■ Description of the task: Copy the records below line by line and word for word, from the very first line through the line with "box: [870, 278, 1043, 361]", omitting each picture.

■ Data shown:
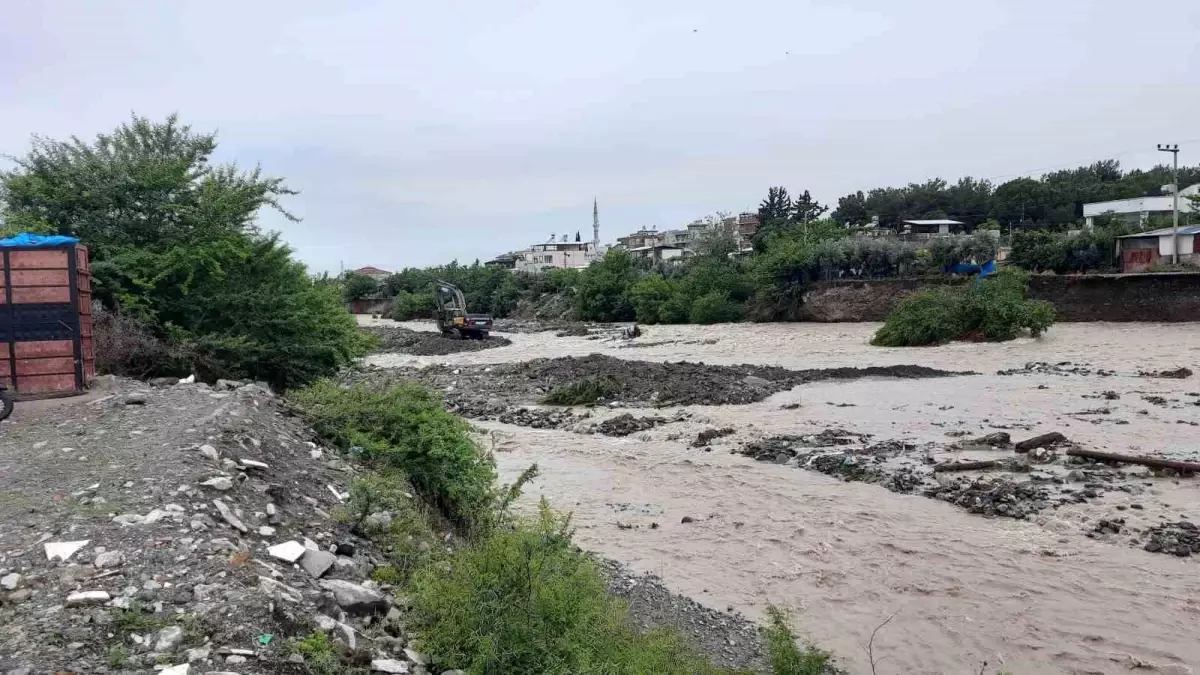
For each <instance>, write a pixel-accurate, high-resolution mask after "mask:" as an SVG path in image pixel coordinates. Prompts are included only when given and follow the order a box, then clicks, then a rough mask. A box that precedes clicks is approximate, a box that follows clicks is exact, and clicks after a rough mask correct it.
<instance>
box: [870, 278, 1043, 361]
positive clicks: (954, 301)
mask: <svg viewBox="0 0 1200 675" xmlns="http://www.w3.org/2000/svg"><path fill="white" fill-rule="evenodd" d="M1027 282H1028V274H1027V273H1024V271H1021V270H1018V269H1012V268H1007V269H1003V270H1001V273H1000V274H997V275H995V276H992V277H986V279H977V280H973V281H968V282H967V283H965V285H962V286H953V287H952V286H947V287H938V288H926V289H923V291H919V292H917V293H913V294H912V295H908V297H907V298H905V299H902V300H901V301H900V304H899V305H896V309H895V310H894V311H893V312H892V313H890V315H888V318H887V321H886V322H884V324H883V327H882V328H880V329H878V330H877V331H876V333H875V336H874V337H872V339H871V344H872V345H876V346H882V347H910V346H920V345H938V344H942V342H948V341H950V340H990V341H1002V340H1012V339H1014V337H1016V336H1019V335H1021V334H1024V333H1026V331H1027V333H1028V334H1030V335H1032V336H1034V337H1037V336H1038V335H1040V334H1042V333H1044V331H1045V330H1046V329H1048V328H1049V327H1050V325H1051V324H1052V323H1054V319H1055V313H1054V307H1052V306H1051V305H1050V304H1049V303H1045V301H1042V300H1027V299H1025V287H1026V283H1027Z"/></svg>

■ Exercise response:
For each <instance>, write a pixel-accurate, high-resolution mask after "mask:" as an SVG path in image pixel coordinates. Prompts are included only when given and follow the order a box, then clicks, then a rough mask. A box that precedes clicks is approximate, a box that follows clicks is exact, and clicks after a rough mask correct it.
<instance>
box: [870, 278, 1043, 361]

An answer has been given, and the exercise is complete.